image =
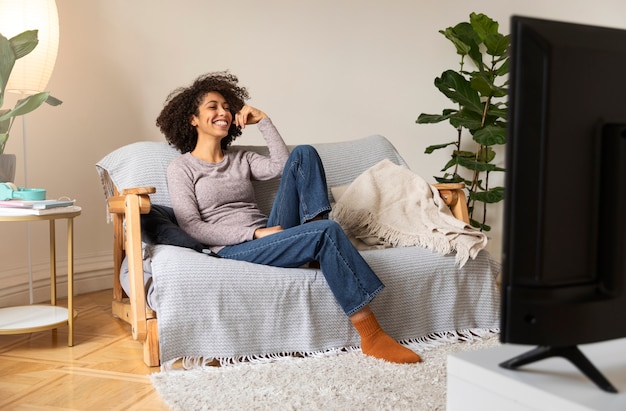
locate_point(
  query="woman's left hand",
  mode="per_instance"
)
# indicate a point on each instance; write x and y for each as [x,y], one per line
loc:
[248,115]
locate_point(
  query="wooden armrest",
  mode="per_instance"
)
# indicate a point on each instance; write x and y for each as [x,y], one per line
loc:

> Goal
Rename every "query" in the items above to "target" and write the items out again, leaving all else unchanged. Leave the pictures out.

> Solution for this problem
image =
locate_point(
  target="woman's left hand",
  mode="per_instance"
)
# indicate a point on each instance; write x and y for each as [x,y], one per line
loc:
[248,115]
locate_point(
  target="wooden armrest",
  mode="per_instance"
)
# indicate a point on each instance; write x and y for each as [x,y], one per line
loc:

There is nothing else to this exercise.